Problem — Pictures should be left out while the data beneath this task is written out word for word.

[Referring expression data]

********************

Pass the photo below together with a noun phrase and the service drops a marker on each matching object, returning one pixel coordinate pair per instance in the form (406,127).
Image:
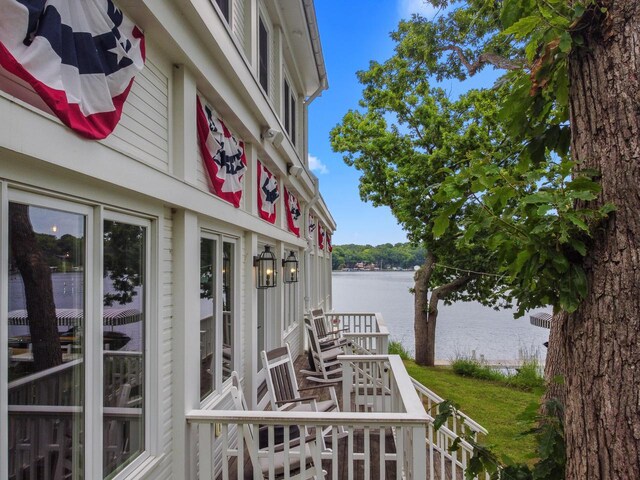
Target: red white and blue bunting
(268,194)
(321,237)
(293,212)
(80,57)
(223,155)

********************

Reply —
Pass the photo below together with a noun phrase and the service drops a marker on each matching object, returning one pixel coordinate pair per instance in the form (406,127).
Image:
Target: red white and blue bunting
(268,194)
(321,237)
(293,212)
(80,57)
(223,155)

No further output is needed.